Today at #Lab21 conference will debate the rules for electing Keir Starmer's successor.
This has been a damaging spectacle over the last few days, but the consequences of today's vote could be more damaging to the party in the long term ... 🧵
The first thing to note is that the original proposals to revert to a less democratic electoral college have been withdrawn, after a huge backlash
To focus on internal politics at this time is misjudged. To do it incompetently ...
The proposals being debated today keep OMOV but would change the rules in the following ways
-Raise threshold of MP nominations from 10% to 20% (currently c.40 MPs)
-Ditch registered supporters
-Freeze date for members 6 months prior to start of contest (new members can’t vote)
First, MP threshold change: explicitly briefed as excluding a left-wing candidate (I'm not so sure!), cos the right aren't confident of winning an argument.

- To do -
Carry the thread on Labour's leadership election rules forward from its last post.

- Record set -
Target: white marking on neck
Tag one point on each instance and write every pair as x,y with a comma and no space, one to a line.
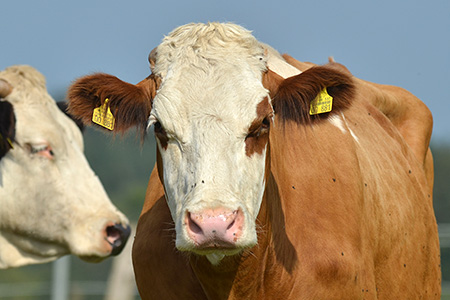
351,131
342,125
280,66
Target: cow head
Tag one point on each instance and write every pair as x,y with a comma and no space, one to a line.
51,202
210,102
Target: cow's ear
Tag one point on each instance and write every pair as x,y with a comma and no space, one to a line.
295,98
130,104
63,106
7,127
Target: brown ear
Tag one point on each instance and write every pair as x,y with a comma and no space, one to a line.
291,97
130,104
5,88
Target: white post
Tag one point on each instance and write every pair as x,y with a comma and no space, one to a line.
60,278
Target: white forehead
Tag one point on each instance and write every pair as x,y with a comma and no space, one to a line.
38,117
210,70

- Exercise response -
But it also risks excluding women/BAME candidates who have historically received fewer nominations
In 2015, 112,000 registered (paying £3 each) generating £336,000
In 2016, over 120,000 registered supporters (paying £25 each) generated £3m
In 2020, 13,000 registered (£25 each again) generating £325,000
Many later joined as members, paying £ms more
Why would you want to lose this revenue? Especially when the party needs money. We've lost 120,000 members since Keir became leader, leading to mass staff redundancies
We've lost the last 4 elections. Losing revenue, losing members, losing staff is not a winning formula
Finally the freeze date:
Excluding new members by putting in a freeze date before a leadership contest will lose even more revenue.
People join to vote; they join because a candidate inspires them.
Why not “open our doors and reach new people” as Ed Miliband said in 2014?
Final point: if you think Labour doesn't need a mass membership and can rely on big donors, I think you're delusional.
1. Big donors want a return on investment. If they don't think you're going to be in Govt (polling suggests not currently) they won't donate 2. They're fickle.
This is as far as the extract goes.